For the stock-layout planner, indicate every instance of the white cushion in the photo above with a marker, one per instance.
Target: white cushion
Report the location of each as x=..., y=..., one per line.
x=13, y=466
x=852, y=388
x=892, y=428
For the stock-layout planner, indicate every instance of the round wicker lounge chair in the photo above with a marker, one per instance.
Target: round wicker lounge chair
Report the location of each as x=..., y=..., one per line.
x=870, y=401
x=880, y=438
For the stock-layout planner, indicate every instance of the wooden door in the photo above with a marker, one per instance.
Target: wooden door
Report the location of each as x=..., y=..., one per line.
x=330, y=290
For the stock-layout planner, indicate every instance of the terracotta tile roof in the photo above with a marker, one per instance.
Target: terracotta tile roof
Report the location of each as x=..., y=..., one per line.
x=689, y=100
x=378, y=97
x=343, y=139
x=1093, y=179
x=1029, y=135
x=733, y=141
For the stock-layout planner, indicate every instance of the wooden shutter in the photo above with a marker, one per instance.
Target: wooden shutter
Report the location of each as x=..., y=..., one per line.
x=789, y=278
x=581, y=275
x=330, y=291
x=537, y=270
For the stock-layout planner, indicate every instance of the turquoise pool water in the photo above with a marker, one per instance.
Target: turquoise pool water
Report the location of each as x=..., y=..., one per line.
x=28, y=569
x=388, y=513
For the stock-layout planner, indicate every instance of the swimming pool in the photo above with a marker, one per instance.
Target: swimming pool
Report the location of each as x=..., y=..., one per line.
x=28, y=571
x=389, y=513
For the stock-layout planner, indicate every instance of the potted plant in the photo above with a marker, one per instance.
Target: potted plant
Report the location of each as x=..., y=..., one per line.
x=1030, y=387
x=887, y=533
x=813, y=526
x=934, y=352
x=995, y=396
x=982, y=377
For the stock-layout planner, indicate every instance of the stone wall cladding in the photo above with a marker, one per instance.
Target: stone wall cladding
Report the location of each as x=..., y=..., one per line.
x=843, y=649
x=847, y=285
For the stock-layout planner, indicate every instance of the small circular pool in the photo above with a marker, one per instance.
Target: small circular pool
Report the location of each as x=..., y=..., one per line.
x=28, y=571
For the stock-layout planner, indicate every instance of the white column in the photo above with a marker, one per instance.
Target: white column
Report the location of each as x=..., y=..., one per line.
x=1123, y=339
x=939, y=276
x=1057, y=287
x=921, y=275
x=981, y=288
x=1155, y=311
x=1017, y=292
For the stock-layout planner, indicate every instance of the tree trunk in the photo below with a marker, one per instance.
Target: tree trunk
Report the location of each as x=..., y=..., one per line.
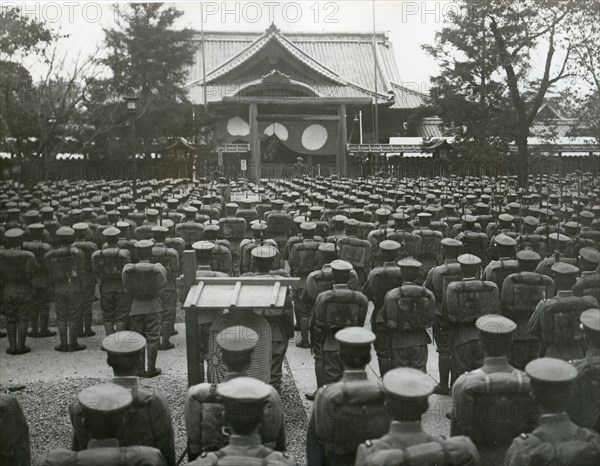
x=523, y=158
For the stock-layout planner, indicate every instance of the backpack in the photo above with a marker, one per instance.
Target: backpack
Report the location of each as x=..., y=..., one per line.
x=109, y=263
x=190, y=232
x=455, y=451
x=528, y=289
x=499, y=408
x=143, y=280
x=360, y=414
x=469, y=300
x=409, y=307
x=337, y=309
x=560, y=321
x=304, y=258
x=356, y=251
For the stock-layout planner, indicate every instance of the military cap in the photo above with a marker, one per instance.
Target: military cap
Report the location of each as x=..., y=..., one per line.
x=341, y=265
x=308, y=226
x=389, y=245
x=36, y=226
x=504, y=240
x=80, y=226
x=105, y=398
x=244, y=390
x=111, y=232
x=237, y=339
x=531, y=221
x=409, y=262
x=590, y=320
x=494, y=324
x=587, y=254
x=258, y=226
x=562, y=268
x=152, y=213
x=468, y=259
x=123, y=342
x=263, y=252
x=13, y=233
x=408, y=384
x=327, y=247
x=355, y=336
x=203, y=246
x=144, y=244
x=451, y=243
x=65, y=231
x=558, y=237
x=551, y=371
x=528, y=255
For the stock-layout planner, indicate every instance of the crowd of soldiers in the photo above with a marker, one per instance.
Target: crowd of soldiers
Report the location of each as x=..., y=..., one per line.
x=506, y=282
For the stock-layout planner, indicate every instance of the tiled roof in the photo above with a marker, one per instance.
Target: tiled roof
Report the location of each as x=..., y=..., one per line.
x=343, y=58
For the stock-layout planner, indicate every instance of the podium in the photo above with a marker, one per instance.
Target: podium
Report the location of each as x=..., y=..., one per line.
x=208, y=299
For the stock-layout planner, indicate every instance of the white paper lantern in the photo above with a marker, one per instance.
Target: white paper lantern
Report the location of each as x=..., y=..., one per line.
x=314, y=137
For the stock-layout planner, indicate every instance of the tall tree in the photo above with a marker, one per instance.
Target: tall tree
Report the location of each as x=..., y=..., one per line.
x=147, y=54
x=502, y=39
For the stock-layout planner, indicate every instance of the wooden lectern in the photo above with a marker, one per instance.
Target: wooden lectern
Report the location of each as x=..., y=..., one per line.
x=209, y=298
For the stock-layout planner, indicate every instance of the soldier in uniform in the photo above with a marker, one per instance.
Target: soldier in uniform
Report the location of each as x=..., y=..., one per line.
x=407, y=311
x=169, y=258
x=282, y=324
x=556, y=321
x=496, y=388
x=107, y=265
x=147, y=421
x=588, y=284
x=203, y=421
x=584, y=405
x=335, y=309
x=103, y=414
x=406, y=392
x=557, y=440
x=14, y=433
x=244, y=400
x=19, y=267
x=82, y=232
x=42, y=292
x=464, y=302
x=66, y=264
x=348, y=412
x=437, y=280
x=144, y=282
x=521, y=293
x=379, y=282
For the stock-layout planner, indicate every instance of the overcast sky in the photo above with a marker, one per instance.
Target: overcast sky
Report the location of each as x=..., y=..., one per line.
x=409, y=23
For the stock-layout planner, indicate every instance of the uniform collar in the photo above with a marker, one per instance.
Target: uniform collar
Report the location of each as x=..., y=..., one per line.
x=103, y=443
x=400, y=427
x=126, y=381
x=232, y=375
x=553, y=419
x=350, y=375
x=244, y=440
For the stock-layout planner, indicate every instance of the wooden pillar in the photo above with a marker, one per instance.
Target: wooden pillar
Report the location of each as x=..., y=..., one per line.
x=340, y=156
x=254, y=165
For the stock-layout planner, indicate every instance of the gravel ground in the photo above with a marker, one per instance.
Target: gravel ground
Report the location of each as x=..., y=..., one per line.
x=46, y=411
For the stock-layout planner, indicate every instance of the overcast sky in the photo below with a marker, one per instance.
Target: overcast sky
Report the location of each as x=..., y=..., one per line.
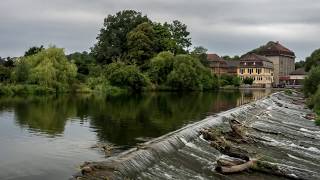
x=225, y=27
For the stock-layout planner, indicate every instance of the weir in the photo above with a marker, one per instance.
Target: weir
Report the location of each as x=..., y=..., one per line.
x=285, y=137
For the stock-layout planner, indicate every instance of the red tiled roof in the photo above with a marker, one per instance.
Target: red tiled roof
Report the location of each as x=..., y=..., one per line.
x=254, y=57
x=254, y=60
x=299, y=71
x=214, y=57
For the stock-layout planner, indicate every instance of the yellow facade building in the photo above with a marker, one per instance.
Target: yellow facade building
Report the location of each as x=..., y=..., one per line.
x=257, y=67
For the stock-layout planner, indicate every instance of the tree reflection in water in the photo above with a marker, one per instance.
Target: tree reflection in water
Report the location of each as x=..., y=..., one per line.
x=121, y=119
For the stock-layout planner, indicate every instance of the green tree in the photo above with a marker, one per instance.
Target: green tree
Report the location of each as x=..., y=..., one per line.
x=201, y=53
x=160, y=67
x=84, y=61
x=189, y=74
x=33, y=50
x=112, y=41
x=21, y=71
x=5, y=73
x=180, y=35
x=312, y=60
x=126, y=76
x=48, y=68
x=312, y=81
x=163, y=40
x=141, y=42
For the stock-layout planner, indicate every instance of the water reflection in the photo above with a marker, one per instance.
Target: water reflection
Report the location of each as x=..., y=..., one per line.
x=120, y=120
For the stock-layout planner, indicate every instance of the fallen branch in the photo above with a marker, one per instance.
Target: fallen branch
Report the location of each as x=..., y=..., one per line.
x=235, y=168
......
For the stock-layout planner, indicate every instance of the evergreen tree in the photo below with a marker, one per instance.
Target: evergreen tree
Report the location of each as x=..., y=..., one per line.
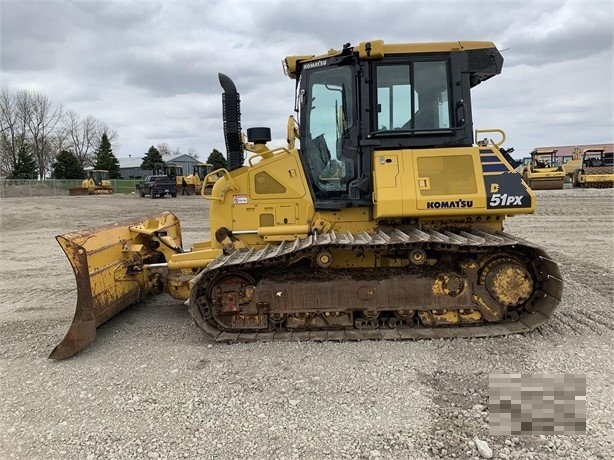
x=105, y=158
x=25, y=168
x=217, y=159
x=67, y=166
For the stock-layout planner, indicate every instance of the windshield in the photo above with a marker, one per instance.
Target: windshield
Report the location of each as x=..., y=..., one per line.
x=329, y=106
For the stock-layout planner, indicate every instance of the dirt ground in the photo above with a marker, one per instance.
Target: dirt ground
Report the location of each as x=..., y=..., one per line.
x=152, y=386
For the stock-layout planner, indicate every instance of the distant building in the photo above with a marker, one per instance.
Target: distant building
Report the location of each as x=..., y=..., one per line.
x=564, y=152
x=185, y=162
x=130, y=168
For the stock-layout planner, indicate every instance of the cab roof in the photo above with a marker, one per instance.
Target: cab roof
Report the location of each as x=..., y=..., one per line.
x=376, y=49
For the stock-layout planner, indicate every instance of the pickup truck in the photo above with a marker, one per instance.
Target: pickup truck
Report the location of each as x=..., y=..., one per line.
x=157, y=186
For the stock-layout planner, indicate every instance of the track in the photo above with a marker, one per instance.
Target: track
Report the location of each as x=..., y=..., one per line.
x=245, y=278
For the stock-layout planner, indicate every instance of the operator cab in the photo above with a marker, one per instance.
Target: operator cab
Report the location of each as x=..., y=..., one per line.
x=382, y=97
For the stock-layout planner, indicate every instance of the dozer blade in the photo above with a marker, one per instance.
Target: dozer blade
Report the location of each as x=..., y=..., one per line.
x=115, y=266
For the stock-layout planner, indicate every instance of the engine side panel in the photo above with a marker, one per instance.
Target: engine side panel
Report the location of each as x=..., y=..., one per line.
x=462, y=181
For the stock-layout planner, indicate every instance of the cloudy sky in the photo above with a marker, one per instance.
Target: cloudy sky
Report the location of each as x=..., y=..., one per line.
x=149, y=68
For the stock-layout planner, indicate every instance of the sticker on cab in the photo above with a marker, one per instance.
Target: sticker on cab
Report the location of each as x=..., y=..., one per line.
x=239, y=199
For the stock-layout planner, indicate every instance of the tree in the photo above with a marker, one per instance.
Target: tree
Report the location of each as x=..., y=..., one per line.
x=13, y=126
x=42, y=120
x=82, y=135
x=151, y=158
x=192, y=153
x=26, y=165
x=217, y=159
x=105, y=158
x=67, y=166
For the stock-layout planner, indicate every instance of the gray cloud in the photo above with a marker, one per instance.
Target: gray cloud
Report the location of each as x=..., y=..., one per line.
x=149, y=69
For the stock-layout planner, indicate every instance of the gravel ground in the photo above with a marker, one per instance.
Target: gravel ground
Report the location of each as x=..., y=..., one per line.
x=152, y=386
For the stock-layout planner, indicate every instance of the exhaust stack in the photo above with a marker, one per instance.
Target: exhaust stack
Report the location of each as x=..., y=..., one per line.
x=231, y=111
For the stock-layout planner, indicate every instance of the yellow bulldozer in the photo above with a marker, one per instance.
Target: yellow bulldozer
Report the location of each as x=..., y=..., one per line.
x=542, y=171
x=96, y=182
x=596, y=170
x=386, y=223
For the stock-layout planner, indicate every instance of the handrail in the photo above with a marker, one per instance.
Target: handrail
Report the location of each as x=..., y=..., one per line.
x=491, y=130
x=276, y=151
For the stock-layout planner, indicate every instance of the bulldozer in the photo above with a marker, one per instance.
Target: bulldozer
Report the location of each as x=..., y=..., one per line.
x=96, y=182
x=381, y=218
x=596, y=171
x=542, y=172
......
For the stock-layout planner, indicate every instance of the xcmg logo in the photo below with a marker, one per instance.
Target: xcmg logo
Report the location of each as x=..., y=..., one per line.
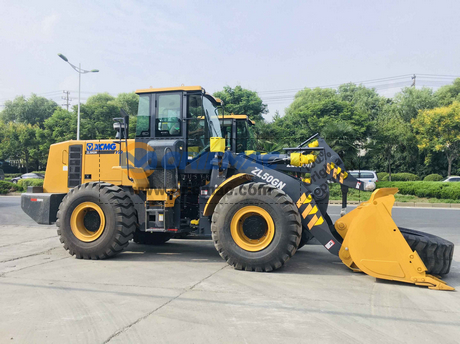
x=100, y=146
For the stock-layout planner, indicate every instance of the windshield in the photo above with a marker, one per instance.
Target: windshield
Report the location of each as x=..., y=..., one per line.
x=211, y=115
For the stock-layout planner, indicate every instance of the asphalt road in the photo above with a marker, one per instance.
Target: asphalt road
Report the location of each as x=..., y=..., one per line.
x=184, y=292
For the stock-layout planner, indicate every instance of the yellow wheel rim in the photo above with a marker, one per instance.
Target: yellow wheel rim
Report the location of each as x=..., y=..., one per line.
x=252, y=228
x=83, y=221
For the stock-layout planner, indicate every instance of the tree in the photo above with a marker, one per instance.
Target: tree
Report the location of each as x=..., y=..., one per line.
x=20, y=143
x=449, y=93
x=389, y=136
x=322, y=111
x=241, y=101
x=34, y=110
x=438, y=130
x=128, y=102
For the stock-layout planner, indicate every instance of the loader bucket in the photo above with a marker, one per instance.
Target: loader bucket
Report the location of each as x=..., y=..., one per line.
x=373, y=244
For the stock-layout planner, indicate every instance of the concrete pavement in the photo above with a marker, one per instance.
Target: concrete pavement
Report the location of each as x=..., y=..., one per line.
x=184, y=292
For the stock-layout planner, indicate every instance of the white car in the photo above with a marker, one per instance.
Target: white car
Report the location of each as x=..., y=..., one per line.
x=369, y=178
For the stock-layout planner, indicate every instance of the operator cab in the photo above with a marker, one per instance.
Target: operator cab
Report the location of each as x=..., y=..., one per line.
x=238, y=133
......
# What to do
Repeat the stretch of records from the line containing "of the engine" through the line containing "x=231, y=111", both included.

# Solution for this exercise
For the stock-layout planner, indicate every instance of the engine side panel in the photo above with a marker, one per instance.
Target: engine side panel
Report the location of each as x=..., y=..., one per line.
x=462, y=181
For the stock-layout planner, indicate every instance of the cloudy sky in the photo above with a marker, one per instance.
Target: cloudy sky
Report the location of each as x=..., y=..., one per line.
x=149, y=68
For the stock-layout planner, indicate every instance of the sticker on cab in the photo above with a marker, one per instance.
Target: sticker on cab
Report the location of each as x=..., y=..., one per line.
x=239, y=199
For the stock-layout planner, indicate every instance of the tree in the photo above with a marker, one per instance.
Target: tree
Report the location of each as x=..., y=..., one per line.
x=13, y=126
x=42, y=120
x=82, y=135
x=151, y=158
x=192, y=153
x=26, y=165
x=217, y=159
x=105, y=158
x=67, y=166
For the stock-layout planner, indicate every instance of the gray cloud in the photo above with a marker, one per instance.
Target: gray cloud
Report the location of each as x=..., y=..., one per line.
x=149, y=69
For the stock-layout planner, indicate every instance of the gravel ground in the photo above with a marker, one per instance.
Target: gravel ground
Report the location of each as x=..., y=..., one per line.
x=152, y=386
For the stock-layout planner, indicate every instance of the exhaust stack in the photo above with a marker, one per instance.
Target: exhaust stack
Report the location of each as x=..., y=..., one per line.
x=231, y=111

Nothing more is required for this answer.